• THE PROBLEM:
Can you write out the items from the line containing "Task: point to each instance of the wooden house" through the end of the items, inclusive, replacing "instance" with "occurrence" and leaving everything else unchanged?

· · · · ·

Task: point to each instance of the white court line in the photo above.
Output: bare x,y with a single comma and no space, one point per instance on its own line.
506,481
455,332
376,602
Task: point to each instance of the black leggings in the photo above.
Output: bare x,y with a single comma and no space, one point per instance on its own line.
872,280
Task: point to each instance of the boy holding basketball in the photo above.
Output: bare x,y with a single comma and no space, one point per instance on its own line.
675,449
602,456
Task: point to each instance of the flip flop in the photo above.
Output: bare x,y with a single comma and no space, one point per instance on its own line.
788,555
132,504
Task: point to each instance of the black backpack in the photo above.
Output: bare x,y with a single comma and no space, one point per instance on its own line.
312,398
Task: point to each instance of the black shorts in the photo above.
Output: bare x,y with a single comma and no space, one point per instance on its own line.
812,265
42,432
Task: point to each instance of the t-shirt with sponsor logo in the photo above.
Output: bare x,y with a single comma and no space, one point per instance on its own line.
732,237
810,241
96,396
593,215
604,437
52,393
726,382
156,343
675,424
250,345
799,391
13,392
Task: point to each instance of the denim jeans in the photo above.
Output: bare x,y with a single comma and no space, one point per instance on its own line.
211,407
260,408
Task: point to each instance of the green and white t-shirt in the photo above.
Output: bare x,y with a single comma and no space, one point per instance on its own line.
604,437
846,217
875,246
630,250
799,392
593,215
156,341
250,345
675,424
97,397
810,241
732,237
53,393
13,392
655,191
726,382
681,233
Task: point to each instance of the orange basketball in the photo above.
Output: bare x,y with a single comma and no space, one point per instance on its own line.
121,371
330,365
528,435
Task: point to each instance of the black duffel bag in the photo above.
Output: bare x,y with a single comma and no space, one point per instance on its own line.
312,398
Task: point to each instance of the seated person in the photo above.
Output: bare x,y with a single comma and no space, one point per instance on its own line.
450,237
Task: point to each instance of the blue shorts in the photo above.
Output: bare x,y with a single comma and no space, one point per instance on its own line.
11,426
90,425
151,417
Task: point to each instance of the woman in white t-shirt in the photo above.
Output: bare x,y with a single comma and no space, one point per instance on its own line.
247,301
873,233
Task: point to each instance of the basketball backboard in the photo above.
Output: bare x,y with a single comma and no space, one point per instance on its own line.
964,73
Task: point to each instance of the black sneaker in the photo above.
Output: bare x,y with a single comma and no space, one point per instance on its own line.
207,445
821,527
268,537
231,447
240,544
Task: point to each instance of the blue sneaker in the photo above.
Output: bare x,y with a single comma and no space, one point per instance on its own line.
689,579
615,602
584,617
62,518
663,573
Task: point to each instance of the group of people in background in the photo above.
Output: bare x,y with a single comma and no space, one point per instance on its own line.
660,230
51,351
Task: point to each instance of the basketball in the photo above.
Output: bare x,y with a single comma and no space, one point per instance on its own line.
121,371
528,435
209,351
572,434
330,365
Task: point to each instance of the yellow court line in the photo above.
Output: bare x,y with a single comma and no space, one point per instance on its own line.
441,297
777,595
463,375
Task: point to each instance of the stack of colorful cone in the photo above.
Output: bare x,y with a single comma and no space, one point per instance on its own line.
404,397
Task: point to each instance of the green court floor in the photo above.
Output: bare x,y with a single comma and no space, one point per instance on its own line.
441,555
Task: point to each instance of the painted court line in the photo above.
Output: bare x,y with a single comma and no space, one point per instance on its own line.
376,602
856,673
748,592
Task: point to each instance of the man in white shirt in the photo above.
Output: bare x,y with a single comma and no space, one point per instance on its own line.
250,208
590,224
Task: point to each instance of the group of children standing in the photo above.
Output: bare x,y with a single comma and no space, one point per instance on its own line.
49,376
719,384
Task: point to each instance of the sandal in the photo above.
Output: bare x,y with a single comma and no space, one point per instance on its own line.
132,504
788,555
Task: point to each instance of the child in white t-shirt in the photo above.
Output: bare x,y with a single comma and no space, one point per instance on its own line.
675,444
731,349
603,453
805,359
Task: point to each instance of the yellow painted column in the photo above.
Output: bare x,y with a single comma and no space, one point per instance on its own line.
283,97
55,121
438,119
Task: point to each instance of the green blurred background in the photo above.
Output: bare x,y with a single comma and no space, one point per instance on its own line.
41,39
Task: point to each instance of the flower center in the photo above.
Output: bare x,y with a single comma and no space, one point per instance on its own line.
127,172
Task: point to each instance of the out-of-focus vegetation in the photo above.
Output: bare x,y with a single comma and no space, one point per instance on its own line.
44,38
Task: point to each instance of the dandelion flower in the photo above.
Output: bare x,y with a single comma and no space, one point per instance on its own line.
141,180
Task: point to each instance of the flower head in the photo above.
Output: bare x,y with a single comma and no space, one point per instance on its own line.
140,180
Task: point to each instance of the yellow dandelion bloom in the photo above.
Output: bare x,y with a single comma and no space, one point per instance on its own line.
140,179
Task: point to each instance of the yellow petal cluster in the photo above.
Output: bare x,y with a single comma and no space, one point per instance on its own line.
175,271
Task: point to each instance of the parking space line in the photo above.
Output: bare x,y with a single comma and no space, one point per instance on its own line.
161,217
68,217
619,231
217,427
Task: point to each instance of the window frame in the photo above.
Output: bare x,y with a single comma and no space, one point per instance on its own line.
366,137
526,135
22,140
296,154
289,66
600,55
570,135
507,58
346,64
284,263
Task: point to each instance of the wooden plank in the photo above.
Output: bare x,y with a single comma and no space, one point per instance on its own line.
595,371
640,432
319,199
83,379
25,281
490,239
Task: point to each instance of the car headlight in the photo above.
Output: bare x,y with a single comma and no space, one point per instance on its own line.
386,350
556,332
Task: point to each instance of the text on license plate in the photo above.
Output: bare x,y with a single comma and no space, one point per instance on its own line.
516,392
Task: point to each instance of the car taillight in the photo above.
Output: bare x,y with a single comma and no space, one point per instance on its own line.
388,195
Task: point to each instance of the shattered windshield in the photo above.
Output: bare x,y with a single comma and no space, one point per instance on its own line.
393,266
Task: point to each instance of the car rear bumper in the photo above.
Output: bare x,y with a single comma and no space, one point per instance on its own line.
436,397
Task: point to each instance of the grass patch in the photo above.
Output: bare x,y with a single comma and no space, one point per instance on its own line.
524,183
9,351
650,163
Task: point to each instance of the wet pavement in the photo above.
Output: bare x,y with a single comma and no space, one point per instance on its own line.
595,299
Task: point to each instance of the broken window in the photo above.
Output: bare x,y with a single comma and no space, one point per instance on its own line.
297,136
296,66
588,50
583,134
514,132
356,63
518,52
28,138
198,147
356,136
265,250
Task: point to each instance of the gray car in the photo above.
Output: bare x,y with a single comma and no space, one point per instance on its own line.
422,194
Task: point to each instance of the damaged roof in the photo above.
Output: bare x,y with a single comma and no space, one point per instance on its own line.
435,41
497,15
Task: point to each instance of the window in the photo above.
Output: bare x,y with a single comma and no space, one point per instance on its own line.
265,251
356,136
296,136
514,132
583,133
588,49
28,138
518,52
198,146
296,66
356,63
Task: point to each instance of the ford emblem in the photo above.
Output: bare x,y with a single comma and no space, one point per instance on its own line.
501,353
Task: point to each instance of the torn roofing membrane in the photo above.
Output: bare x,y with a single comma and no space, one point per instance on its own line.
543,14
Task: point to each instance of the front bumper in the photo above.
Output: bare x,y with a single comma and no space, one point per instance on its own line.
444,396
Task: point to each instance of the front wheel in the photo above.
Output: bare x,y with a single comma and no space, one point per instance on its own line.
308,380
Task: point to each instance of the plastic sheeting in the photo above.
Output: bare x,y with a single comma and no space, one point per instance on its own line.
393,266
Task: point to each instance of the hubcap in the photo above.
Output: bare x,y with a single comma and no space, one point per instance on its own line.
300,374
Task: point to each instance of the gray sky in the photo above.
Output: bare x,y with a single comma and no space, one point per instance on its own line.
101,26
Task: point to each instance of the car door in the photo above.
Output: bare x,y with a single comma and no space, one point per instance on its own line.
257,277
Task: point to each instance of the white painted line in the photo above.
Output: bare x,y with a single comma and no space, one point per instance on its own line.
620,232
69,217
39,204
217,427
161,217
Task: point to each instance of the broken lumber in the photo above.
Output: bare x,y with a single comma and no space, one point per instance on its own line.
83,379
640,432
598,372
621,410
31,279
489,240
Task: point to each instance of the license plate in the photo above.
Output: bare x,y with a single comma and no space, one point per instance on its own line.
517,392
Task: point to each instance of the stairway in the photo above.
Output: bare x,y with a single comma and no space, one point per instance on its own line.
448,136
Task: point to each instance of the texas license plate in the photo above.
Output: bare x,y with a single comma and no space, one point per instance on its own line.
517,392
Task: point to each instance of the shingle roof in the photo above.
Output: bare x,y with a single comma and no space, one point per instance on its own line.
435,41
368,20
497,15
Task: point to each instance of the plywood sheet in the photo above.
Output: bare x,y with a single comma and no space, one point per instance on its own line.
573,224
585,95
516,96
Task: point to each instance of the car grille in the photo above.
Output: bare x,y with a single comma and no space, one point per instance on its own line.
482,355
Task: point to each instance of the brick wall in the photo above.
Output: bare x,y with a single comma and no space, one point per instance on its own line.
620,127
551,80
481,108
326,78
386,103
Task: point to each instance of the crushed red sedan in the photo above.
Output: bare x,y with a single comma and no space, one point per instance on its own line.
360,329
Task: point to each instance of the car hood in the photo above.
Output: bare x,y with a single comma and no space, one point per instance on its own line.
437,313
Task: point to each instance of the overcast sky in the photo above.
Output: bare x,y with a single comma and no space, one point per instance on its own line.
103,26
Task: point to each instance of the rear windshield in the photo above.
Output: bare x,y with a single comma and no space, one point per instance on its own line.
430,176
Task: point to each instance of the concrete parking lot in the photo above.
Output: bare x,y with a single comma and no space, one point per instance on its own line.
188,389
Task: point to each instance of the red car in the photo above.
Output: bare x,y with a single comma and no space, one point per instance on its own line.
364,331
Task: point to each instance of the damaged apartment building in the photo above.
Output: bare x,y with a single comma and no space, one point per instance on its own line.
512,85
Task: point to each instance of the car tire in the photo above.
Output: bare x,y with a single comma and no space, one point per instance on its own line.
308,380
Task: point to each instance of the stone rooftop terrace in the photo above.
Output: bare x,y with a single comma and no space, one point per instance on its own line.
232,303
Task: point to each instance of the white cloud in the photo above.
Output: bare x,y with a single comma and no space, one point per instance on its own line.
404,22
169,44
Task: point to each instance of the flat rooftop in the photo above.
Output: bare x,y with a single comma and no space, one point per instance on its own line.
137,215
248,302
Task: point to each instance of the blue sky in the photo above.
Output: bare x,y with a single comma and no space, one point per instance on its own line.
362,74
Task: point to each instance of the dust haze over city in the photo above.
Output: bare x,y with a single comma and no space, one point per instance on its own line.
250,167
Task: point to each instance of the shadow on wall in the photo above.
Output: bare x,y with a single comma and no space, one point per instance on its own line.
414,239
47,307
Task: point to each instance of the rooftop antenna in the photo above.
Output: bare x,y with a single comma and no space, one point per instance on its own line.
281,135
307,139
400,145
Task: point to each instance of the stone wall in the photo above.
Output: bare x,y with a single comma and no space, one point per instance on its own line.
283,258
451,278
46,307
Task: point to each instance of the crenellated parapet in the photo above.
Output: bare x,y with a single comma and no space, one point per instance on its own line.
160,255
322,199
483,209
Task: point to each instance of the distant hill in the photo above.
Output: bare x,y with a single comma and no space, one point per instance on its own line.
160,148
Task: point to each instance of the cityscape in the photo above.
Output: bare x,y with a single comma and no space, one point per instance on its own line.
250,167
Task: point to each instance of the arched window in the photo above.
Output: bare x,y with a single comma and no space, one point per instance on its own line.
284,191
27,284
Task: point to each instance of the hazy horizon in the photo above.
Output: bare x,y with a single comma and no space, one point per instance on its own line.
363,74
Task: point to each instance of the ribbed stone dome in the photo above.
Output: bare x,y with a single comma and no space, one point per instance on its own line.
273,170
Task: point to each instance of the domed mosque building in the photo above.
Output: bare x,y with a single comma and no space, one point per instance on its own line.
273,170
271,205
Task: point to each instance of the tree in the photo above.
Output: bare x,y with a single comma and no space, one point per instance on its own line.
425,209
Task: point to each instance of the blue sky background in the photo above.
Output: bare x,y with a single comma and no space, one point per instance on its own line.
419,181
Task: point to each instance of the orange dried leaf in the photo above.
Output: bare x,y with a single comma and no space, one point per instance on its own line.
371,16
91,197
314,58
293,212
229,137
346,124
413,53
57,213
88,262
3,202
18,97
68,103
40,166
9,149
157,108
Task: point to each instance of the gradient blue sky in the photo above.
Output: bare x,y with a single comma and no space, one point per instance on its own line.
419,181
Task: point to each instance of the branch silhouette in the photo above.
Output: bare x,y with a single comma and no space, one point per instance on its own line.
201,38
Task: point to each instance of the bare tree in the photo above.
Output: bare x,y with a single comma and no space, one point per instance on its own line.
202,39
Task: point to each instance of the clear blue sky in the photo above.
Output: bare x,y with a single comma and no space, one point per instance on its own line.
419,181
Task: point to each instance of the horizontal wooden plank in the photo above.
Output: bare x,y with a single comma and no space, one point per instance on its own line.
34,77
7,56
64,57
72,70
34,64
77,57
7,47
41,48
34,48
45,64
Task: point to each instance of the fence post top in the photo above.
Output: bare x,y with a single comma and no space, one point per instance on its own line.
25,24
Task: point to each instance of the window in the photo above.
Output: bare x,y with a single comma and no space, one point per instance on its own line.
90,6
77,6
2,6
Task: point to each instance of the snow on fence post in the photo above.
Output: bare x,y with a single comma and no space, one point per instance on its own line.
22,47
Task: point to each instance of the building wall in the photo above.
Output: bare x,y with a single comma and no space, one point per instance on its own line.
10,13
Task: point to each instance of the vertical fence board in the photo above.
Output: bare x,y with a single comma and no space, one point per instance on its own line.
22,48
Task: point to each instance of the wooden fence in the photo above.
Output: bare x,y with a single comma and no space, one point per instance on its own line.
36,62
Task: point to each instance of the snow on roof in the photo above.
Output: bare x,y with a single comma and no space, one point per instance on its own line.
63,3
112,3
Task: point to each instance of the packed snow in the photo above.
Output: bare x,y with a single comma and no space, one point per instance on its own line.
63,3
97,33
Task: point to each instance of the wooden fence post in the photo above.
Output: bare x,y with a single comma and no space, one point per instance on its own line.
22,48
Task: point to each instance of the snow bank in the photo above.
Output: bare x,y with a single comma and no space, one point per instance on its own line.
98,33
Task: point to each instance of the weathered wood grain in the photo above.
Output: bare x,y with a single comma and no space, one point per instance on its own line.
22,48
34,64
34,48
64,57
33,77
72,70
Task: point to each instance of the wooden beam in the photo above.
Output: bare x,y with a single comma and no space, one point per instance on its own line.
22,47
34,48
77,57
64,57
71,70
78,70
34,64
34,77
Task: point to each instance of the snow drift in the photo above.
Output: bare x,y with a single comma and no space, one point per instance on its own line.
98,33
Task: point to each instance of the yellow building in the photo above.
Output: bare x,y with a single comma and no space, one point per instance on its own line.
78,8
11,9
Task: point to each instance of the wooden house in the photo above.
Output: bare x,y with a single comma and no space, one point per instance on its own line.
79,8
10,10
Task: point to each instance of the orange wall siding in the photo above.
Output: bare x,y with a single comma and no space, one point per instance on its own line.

· · · · ·

• THE SOLUTION:
Task: point to each occurrence of the wooden house in the photo above.
Output: bare x,y with a single comma and no space, one point per occurrence on its own line.
79,8
10,10
Task: point to each occurrence of the orange wall siding in the photo above.
Output: bare x,y with a single comma and no space, one point per occurrence on its own line.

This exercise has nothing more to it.